■ **EXTRACTED TEXT**
Town Boards/Committees:

  • Wayland Board of Assessors, 2017-present

Candidates Statement: 

I’m Steve Glovsky.  I’m running for Selectman.  Please, let it be MY TURN!

(1) Lower Taxes.  A few years back, some good people figured out that substantial excess funds were being accumulated from a budget our Selectmen insisted was absolutely lean.  The Selectmen argued that it was a necessary reserve against future demands, but they were caught in their paternalism and lack of transparency, and these good people engineered a Special Town Meeting, and we all got a nice tax break – for that one year.  But these good people weren’t able to change the financial perspective of our Town government and the rapid rise in our taxes has, as the Selectmen warned, turned that break into a mere deferral.

I’ve lived in Wayland since 2000 and seen a small group of people maintain near absolute control over our Town government.  (Mary Antes was a Selectman in 2000 and remains one today.)  My opponent, Tom Fay, is running to return to the board after a seven year absence simply “to continue the steady leadership we enjoy today”.  And of course, he would join the chorus on the Board of Selectmen with all unanimously agreeing on the inevitability of higher and higher taxes.

I dispute that inevitability as an attorney who earned his J.D., M.B.A. and LL.M. Tax before representing individual and business clients across the widest spectrum for over twenty years.  My background has given me a broader and deeper perspective than most.

This would be a far more harmonious community without the constant pressure of sharply rising taxes.  Our property taxes have risen in recent years at three or more times the rate of inflation, and our average tax bill is among the very highest in Massachusetts.  As a middle class community, any real estate broker will tell you the detrimental effect this has had on our property values where buyers have to qualify for mortgages and taxes reduce the amount they can finance.

It seems to me that at the core of our dependence on ever rising taxes is a fear of considering alternatives and at the center of this fear is our commitment to retaining a triple A bond rating.  We are among very few communities with this rating which we maintain because we rely more heavily on raising taxes than debt.   Apparently, most other communities have decided to borrow more as long as it lowers taxes; choosing lower taxes over lower absolute cost.  Wayland should follow this example and forego its triple A bond rating.

(2) Invigorating Downtown.  The health of downtown Wayland depends on finding new tenants for the old Whole Foods plaza and fully realizing the potential of the Town Center development.

  1. Whole Foods Plaza.  The old Whole Foods plaza is the commercial focal point of downtown Wayland.  Getting a Starbucks, Peets or other coffee establishment here is the obvious start to revitalizing this space, but apparently there are issues regarding adequate water and sewer connections.  Allocations of these resources or creation of additional to these premises is essential.

■ **STORED ROWS**
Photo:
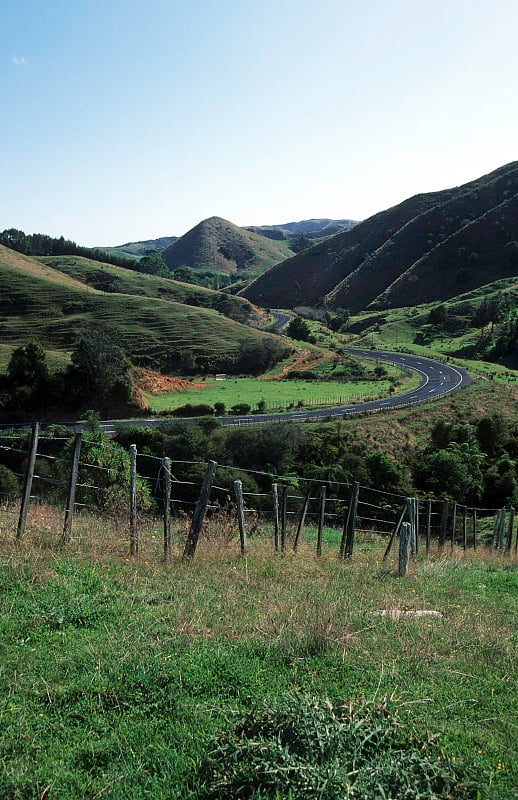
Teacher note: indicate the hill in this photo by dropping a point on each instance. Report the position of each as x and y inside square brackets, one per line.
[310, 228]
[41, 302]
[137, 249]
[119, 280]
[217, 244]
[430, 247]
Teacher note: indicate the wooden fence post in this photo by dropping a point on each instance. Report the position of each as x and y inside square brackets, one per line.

* * *

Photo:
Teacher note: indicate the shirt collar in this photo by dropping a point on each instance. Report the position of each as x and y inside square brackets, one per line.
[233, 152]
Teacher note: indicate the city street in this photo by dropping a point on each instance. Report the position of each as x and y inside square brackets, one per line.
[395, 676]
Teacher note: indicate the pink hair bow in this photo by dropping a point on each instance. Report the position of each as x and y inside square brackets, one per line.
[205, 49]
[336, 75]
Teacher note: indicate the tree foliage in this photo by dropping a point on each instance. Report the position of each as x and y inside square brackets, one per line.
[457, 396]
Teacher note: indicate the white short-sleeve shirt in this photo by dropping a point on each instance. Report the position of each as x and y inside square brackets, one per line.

==

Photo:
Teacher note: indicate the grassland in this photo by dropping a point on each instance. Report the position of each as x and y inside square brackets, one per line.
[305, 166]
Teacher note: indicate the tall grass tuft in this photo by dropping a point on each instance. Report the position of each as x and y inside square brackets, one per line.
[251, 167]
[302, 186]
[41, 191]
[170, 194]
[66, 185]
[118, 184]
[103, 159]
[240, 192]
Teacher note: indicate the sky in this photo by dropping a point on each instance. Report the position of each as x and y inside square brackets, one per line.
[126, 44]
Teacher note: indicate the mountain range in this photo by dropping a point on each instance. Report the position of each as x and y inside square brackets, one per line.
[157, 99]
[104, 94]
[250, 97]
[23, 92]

■ **THINGS TO DO**
1. Rewrite the Wayland Selectman candidate statement from "It seems to" to "Town Center development.", using "AAA bond rating" in place of "triple A bond rating".
2. Extend the Wayland Selectman candidate statement, picking up from where it stops.

■ **EXPECTED RESULTS**
1.
It seems to me that at the core of our dependence on ever rising taxes is a fear of considering alternatives and at the center of this fear is our commitment to retaining a AAA bond rating.  We are among very few communities with this rating which we maintain because we rely more heavily on raising taxes than debt.   Apparently, most other communities have decided to borrow more as long as it lowers taxes; choosing lower taxes over lower absolute cost.  Wayland should follow this example and forego its AAA bond rating.

(2) Invigorating Downtown.  The health of downtown Wayland depends on finding new tenants for the old Whole Foods plaza and fully realizing the potential of the Town Center development.

2.
  2. Town Center/ Library/ Senior Center/ Town Building.  The Town Center development has struggled to take hold, largely due to its physical isolation.  Attracting additional traffic to its premises is a first step.  In the unfinished, daycare building now hiding behind a row of trees near the Route 20 entrance, Wayland has the perfect, affordable opportunity just waiting to meet multiple Town needs while drawing additional visitors to the site.

Today, our senior center is basically a hallway in Town Building.  Our seniors have long deserved a more substantial and functional location.  It is also clear that additional library space in town would be an advantage.  Wayland needs to resolve issues with the developer of Town Center to claim ownership to the daycare building and transform it as a new auxiliary library and senior center.

Adult interests could be served in this new library space, allowing more youth oriented purposes to be developed in the existing library, and this would have the added advantage of freeing up needed space in Town Building.

This opportunity is just waiting to be taken.

(3)  River’s Edge.  Perhaps the greatest acrimony in town these past years has resulted from the pressure M.G.L. c. 40B has created around meeting its 10% low income housing requirement.  Wayland has made significant investment in the River’s Edge project, intended to relieve 40B’s mandate, and must now embrace whatever steps are necessary to get this housing developed.

(4)  Town Manager and Representative Town Meeting.  Responding to long expressed concerns of multiple consultants, the Board of Selectmen is moving towards formally proposing centralization of town administration under a Town Manager.  The consultants argue the greater efficiency of such a restructuring in today’s technological and regulatory environment.  Perhaps what would be most lost to the Town is the broader oversight that is represented by our present, independent boards.  To this end, I propose that in conjunction with adopting a Town Manager format, Wayland convert from an open to a representative Town Meeting.  I suggest, perhaps, nine representatives be elected on a rotating basis from each of our four precincts and serve in addition to certain designated town officials.  This would allow a more controlled, legislative oversight of town functions than our present open meeting permits.

(5)  Capital Budget.   From my perspective, Wayland has become a victim of the wish list.  Expression of a desire seems sufficient to gain a project place on the Finance Committee’s list and once there it’s consideration rapidly transforms to expectation.  Wayland can and should make concrete, ten year financial projections and not place items on a wish list that do not fit within those projections.  There is no more room for “just so much more per household” to fund an additional project.

I’m Steve Glovsky.  I’m running for Selectman.  Please, let it be MY TURN!